### Set task
Copy exactly, and only, the lines from the line containing "Pest-scouting request: point out the shop interior" through the last line of the records below, both included, and leave out any pictures.
"""
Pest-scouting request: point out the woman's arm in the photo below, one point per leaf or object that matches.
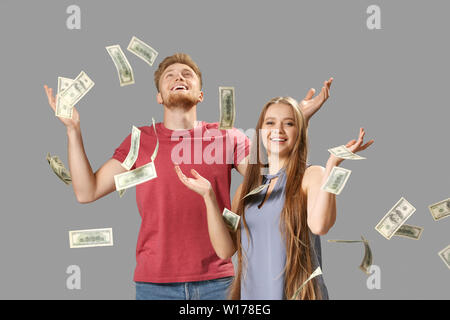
(321, 205)
(219, 233)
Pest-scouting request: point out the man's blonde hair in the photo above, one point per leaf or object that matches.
(176, 58)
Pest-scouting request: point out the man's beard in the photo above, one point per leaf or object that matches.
(185, 101)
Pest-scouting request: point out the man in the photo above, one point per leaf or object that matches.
(175, 259)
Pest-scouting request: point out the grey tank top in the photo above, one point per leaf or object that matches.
(265, 257)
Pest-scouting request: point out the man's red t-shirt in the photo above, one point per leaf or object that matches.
(173, 243)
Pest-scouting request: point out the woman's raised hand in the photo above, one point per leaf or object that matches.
(198, 184)
(69, 123)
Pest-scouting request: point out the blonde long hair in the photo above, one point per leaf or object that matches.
(293, 219)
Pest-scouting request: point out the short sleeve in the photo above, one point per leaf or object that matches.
(241, 146)
(122, 151)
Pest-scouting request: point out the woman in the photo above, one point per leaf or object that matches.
(278, 244)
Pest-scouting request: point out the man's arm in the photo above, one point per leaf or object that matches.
(88, 186)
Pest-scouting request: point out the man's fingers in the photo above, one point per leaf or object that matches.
(310, 94)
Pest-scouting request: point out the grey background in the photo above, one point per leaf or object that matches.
(393, 82)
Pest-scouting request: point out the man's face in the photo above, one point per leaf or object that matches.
(179, 86)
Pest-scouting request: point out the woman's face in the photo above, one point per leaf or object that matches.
(279, 132)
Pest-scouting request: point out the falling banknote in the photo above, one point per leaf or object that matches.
(59, 169)
(395, 218)
(257, 190)
(142, 50)
(445, 255)
(231, 219)
(408, 231)
(134, 149)
(123, 67)
(63, 110)
(134, 177)
(227, 107)
(440, 210)
(90, 238)
(77, 89)
(344, 153)
(367, 259)
(336, 180)
(316, 273)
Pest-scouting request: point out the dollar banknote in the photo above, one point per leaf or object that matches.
(227, 107)
(336, 180)
(316, 273)
(142, 50)
(134, 177)
(257, 190)
(90, 238)
(408, 231)
(134, 149)
(445, 255)
(344, 153)
(59, 169)
(123, 67)
(440, 210)
(63, 110)
(77, 89)
(367, 259)
(231, 219)
(395, 218)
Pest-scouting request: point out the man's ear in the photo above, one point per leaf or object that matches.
(200, 97)
(159, 98)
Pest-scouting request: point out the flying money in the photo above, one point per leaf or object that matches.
(59, 169)
(227, 107)
(257, 190)
(63, 110)
(395, 218)
(408, 231)
(77, 89)
(142, 50)
(316, 273)
(367, 259)
(344, 153)
(440, 210)
(445, 255)
(134, 149)
(123, 67)
(336, 180)
(231, 219)
(90, 238)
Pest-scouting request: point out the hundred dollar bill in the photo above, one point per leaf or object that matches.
(63, 110)
(134, 177)
(440, 210)
(316, 273)
(59, 169)
(336, 180)
(408, 231)
(227, 107)
(77, 89)
(123, 67)
(445, 255)
(231, 219)
(257, 190)
(134, 149)
(91, 238)
(344, 153)
(367, 259)
(395, 218)
(142, 50)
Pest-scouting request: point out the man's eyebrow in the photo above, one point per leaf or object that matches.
(288, 118)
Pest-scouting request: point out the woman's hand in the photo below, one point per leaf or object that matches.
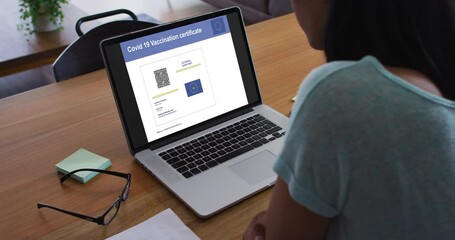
(256, 229)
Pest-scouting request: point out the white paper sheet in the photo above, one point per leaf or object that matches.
(164, 226)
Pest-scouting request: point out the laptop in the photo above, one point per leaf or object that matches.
(191, 109)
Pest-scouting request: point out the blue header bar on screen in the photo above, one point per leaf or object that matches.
(174, 38)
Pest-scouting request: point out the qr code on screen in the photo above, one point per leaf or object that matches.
(162, 78)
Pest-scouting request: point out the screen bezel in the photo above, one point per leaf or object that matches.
(124, 96)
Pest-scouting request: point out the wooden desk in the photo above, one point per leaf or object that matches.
(40, 127)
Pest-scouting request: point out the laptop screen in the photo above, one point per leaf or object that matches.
(180, 75)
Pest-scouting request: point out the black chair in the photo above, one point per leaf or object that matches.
(83, 55)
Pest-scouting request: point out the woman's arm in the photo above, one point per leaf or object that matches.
(286, 219)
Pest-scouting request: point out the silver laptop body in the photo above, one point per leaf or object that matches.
(191, 109)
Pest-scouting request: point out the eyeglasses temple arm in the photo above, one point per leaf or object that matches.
(88, 218)
(118, 174)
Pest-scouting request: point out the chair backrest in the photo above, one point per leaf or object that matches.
(83, 55)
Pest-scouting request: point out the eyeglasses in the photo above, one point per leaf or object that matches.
(110, 214)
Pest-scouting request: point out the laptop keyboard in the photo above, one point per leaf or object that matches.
(203, 153)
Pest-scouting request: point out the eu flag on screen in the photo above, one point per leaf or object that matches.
(193, 87)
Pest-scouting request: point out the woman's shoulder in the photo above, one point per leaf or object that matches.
(339, 77)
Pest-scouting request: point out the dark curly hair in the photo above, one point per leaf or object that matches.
(416, 34)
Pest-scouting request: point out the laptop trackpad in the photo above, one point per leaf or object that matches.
(256, 168)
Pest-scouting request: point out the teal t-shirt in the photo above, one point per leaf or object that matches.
(373, 152)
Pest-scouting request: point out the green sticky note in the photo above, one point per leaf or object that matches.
(83, 159)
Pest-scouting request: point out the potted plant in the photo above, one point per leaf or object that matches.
(41, 15)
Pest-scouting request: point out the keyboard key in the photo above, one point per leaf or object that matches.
(179, 164)
(212, 163)
(256, 144)
(274, 129)
(195, 171)
(234, 154)
(183, 169)
(173, 160)
(203, 167)
(187, 174)
(165, 157)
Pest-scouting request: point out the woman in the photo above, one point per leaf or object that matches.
(370, 153)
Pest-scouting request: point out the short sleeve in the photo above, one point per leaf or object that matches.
(309, 161)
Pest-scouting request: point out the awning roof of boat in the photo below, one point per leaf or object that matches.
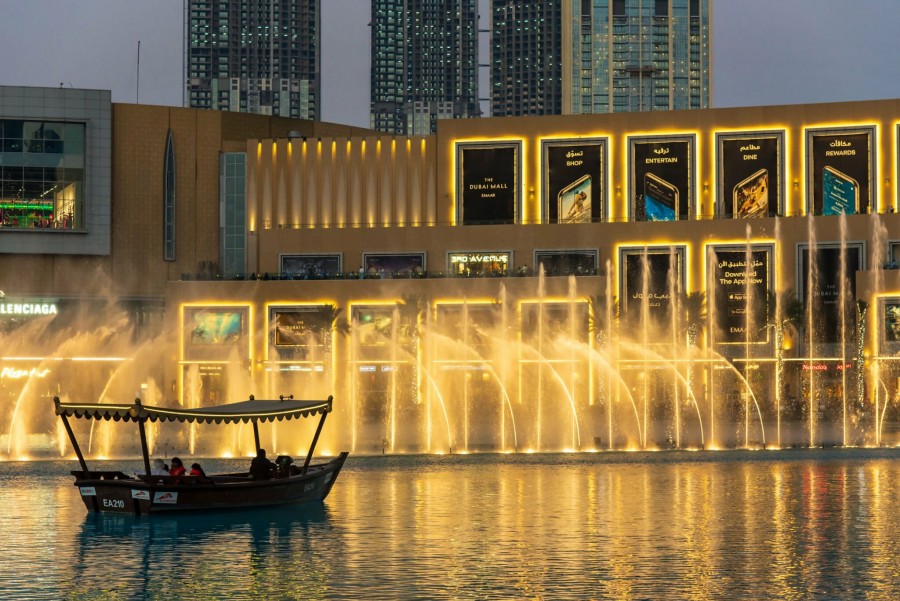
(243, 411)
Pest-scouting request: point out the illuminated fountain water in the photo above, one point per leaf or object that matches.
(558, 364)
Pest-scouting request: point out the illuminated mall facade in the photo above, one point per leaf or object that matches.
(702, 278)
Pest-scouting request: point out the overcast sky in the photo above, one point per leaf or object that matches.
(764, 51)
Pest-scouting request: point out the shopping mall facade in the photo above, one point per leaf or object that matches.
(707, 278)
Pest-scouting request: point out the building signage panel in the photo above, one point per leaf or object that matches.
(650, 278)
(479, 263)
(488, 183)
(566, 262)
(750, 174)
(740, 283)
(311, 267)
(834, 270)
(400, 265)
(574, 182)
(661, 178)
(840, 171)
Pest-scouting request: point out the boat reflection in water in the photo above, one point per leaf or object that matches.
(790, 524)
(238, 554)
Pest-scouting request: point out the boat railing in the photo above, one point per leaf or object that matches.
(101, 475)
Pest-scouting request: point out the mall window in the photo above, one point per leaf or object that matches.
(41, 174)
(169, 201)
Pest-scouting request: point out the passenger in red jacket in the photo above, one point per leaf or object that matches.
(177, 468)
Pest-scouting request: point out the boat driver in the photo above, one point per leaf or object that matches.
(261, 468)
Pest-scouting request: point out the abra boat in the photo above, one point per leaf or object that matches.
(117, 492)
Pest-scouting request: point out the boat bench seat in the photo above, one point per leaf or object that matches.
(101, 475)
(169, 480)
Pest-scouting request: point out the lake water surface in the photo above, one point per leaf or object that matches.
(799, 524)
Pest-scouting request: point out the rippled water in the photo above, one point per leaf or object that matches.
(720, 525)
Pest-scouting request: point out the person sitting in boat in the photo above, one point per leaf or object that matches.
(261, 468)
(177, 468)
(159, 468)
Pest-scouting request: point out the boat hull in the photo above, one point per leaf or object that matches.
(115, 492)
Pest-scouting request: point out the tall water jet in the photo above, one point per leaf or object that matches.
(812, 292)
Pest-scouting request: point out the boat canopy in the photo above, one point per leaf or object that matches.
(251, 410)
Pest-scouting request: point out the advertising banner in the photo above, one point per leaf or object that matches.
(750, 174)
(298, 326)
(574, 185)
(741, 282)
(661, 178)
(892, 320)
(488, 185)
(646, 280)
(825, 291)
(215, 327)
(841, 171)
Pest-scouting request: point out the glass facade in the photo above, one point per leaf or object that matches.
(41, 174)
(599, 56)
(424, 64)
(254, 56)
(233, 213)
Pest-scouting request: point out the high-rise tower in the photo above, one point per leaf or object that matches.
(424, 64)
(253, 56)
(599, 56)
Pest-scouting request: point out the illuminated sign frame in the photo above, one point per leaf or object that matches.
(777, 180)
(712, 250)
(575, 165)
(680, 253)
(804, 247)
(690, 182)
(888, 345)
(871, 203)
(494, 256)
(485, 186)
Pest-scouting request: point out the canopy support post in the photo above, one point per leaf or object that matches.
(144, 449)
(72, 439)
(312, 446)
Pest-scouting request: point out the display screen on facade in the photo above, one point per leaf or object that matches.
(649, 278)
(404, 265)
(311, 266)
(834, 269)
(479, 264)
(297, 326)
(566, 262)
(741, 282)
(661, 178)
(215, 327)
(574, 182)
(892, 320)
(750, 174)
(841, 172)
(488, 185)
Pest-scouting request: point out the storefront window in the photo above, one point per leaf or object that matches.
(41, 174)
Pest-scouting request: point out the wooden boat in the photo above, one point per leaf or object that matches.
(117, 492)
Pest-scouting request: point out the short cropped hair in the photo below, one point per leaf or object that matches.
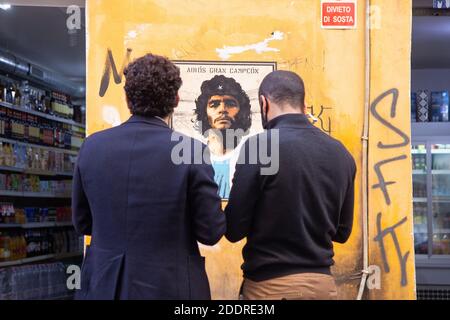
(284, 87)
(221, 85)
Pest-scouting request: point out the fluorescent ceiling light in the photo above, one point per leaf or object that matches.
(5, 6)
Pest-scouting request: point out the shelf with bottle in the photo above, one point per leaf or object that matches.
(20, 158)
(440, 172)
(34, 217)
(51, 105)
(26, 144)
(19, 127)
(42, 115)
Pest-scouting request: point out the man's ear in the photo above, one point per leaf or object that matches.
(264, 104)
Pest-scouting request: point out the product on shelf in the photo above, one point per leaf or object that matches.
(17, 244)
(11, 215)
(7, 213)
(31, 183)
(413, 107)
(35, 282)
(423, 105)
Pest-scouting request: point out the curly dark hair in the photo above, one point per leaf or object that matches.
(221, 85)
(151, 86)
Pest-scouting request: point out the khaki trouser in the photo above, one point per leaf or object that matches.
(302, 286)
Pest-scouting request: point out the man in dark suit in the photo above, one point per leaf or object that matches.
(144, 209)
(291, 211)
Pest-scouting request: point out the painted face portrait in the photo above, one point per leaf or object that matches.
(222, 111)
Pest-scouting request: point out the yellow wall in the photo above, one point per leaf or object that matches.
(332, 64)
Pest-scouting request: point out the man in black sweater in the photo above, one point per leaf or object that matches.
(290, 214)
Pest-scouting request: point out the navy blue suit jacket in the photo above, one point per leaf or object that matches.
(145, 214)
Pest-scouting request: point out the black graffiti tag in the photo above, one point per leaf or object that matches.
(110, 67)
(373, 109)
(381, 234)
(383, 183)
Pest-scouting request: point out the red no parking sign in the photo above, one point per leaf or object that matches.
(338, 14)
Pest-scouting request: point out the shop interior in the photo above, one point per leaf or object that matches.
(42, 126)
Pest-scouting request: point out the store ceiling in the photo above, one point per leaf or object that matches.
(40, 35)
(431, 43)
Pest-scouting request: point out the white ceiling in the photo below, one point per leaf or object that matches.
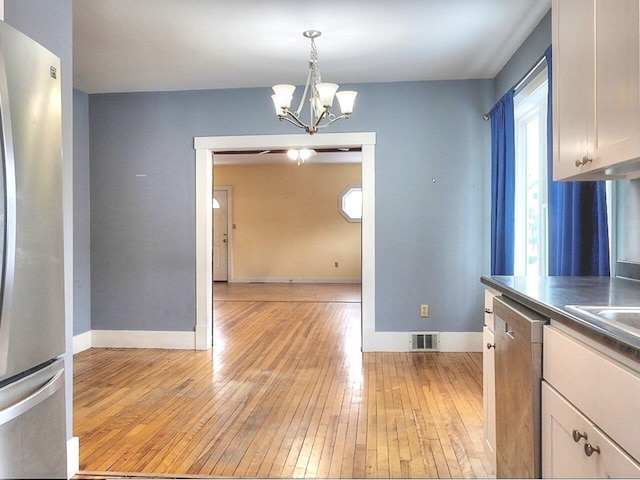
(157, 45)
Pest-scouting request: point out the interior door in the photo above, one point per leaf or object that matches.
(220, 235)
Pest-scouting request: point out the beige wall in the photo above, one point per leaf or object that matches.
(288, 227)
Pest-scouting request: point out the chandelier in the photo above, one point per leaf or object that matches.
(320, 97)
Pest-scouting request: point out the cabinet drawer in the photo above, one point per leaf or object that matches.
(602, 389)
(575, 448)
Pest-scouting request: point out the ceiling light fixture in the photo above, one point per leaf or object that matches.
(320, 96)
(300, 155)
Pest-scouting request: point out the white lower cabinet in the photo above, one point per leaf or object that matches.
(572, 447)
(489, 396)
(590, 423)
(489, 379)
"""
### Solution to this problem
Pest-scouting request: point out the shop interior in the photo above, one point per leaf or object that matches.
(42, 126)
Pest-scouting request: point out the store ceiling in the photo above, one point per leaf or object that matches.
(40, 35)
(431, 43)
Pest-scouting request: point out the white ceiling in the photo below, one point per leaf or object that matches.
(157, 45)
Pest-scouting request: point out the interior door in the photo above, one point per leaf or object that matches.
(220, 235)
Pest-scouting request: point out the beige wall in the photo above, one point per leaf or object that matches.
(288, 227)
Pest-scouting request: point out the chandelier in the photo above, one point per leaf or object that matches.
(320, 97)
Pest-scouting request: point out the cabinet drawer in the photo above, one point per leaf or object that matches.
(602, 389)
(575, 448)
Pest-scouting request: point out the ceiling light fixture in the photo above, one point per leaf or object that matches.
(320, 96)
(300, 155)
Pest-scouting request: point out the white lower cabinet in the photo above, one point per leaf or object that matches.
(572, 447)
(489, 396)
(590, 423)
(489, 379)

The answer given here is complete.